╭─ Document extract

The result of it is the kingdom is going to be split in two. God is going to discipline them through civil war and a tax rebellion. It just gets worse and worse and worse and worse, because they don’t trust in the sufficiency of God to solve their problems.

That is the same thing that happens in our spiritual life. Every time we fail we go from Plan A to Plan B to Plan C to Plan D, ad infinitum, until we are so far down the chain that we can’t see the beginning because so many steps have gone by.

As we go through this, I could carry this all the way through the end of the Old Testament with the captivity and the restoration—and then on into the New Testament. I think you get the point.

This demonstrates the cycle of history. Sin brings judgment, either through self-induced destruction, or additional compound discipline through additional divine judgment.

But the message through all of this is God’s grace. God’s grace always meets us where we are. He’s got a plan and a blueprint for our lives. Every time we mess up God meets us in grace. If we turn back to Him, there is cleansing. There is forgiveness. There is restoration. But unfortunately, God doesn’t always clean-up the mess.

After we make bad decisions, there are further consequences that come into our lives that are the result of our own making. We may spend the rest of our lives just trying to clean-up the mess that is our own fault because of bad decisions we made when we were thirteen, fourteen, sixteen, eighteen, twenty, thirty, forty, or whatever the age was.

A couple of things to remember here is that in 1 Samuel 2–4, as I pointed out in the outline, God is beginning to deal with the nation to bring them back to a place of blessing.

But the Calvinist would say God is not going to give them blessing. God gave them the gift of repentance and the gift of faith. That is not what happened here. God continues to bring negative consequences into their lives until He can bring them to a point where they recognize there is no other option but to trust in Him and Him alone.

I know none of you have had that happen in your life. But every now and then people still go through that same process where God closes off every door, because we get to the point where we just can’t learn the lesson of God’s sufficient grace on our own.

A couple of principles to remind you:

1.      It is God’s grace initiative to restore them to blessing. God is always initiating toward us as believers. It is His desire for us to recover and be restored.

It is not His desire to keep us in negative circumstances, in destructive circumstances, or to just keep us under discipline. But if we are going to be rebellious, then that is what He is going to do. His goal is always restoration and maturity, taking us toward maturity.

2.      God doesn’t do this apart from human volition. God is not going to bring them back to blessing unless they decide that they are going to start trusting Him. They have to make a decision to quit being disobedient and move to the place of obedience.

This is known as repentance. It is changing direction. It is turning back toward God.

╰─
╭─ Given information

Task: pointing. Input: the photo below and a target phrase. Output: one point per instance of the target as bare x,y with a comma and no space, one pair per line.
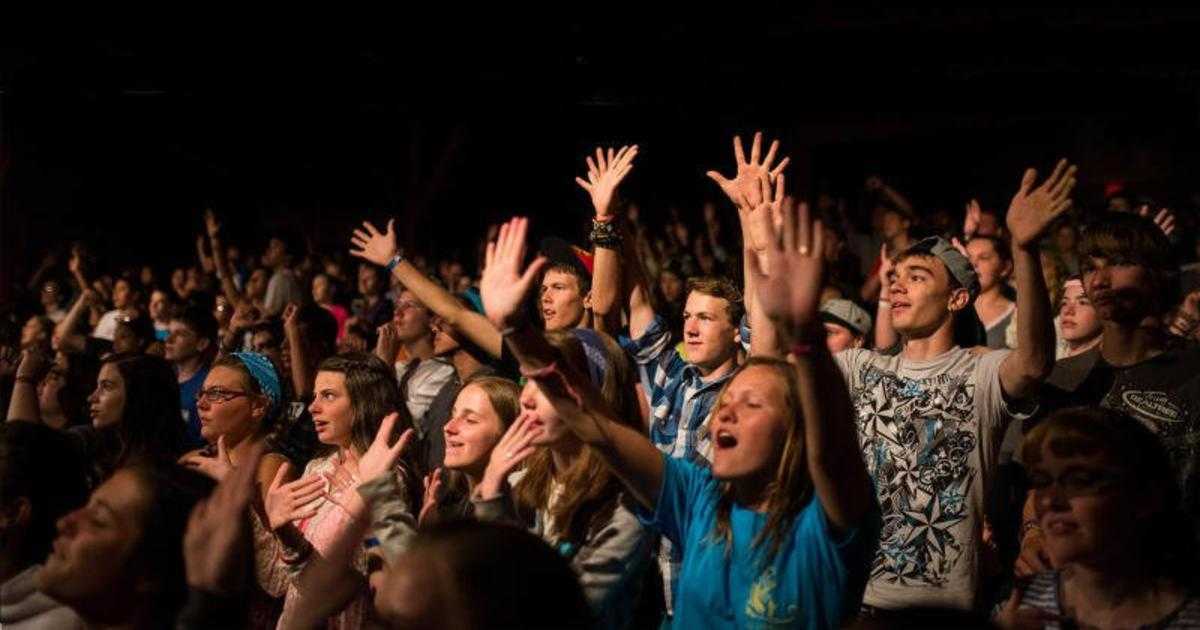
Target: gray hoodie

╰─

> [Task requirements]:
[1] Answer from the sermon excerpt on God's grace and discipline:
(a) Through what two means will God discipline the divided kingdom?
(b) Which chapters of 1 Samuel are cited as where God begins dealing with the nation to bring it back to blessing?
(c) How is repentance defined?
[2] Resume the sermon on God's grace and discipline after its final sentence and continue it.

> [Answer section]:
[1]
(a) Civil war and a tax rebellion.
(b) 1 Samuel 2–4.
(c) As changing direction, turning back toward God.

[2]
God uses the positive believers. We’ve seen that. He uses Hannah, who is just this inconsequential wife of Elkanah, down in a small town of Ramah, north of Jerusalem. There is nothing significant about her except for her faith in God.

He uses what appears to the world to be insignificant people. He uses Samuel. He uses this unnamed man of God to announce judgment against the house of Eli at the end of 1 Samuel 2. That shows that there is a remnant there in Israel.

3.      God uses even the apostate priesthood to bring about His purposes—in spite of their negative volition and their attempts to eradicate the Law and a holy God from Israel through their assimilation to paganism, their syncretism, their ecumenicalism.

They are operating like pagans, yet despite that, God still uses them.

God still uses a lot of Christians in carnality. You know people like this. Some of you are married to them. Some of you were their children. Some of you have children like this. They are so rebellious against God, but they give you an opportunity to learn how to love people who are not very lovely.

They give you an opportunity to learn how to forgive.

They give you an opportunity to learn how to evangelize or to explain the gospel.

They give you tremendous opportunities to demonstrate grace orientation and humility.

God uses those rebellious believers in our lives to teach us how to grow and mature. God uses even those who are apostate and those who are rebellious for His purposes.

4.      God shows this standard pattern all throughout history: that there is grace before judgment.

What we are seeing in 1 Samuel 4 is going to be a harsh judgment on Israel. God is going to defeat them in a battle through the Philistines.

The ark is going to be captured. God is going to be kidnapped and taken off to Philistia. People are just devastated. It is one of the worst defeats spiritually, morally, and physically in all of Israel’s history.

But before it happened God gave them grace. All these years that intervened between 1 Samuel 3 and 1 Samuel 4, as Samuel is growing up, God is blessing him. The Word is being taught in Israel, but they are really not responding.

We see the principle of grace before judgment. Then judgment comes to cleanse the sin and the disobedience and the carnality. Then God gives them undeserved blessing.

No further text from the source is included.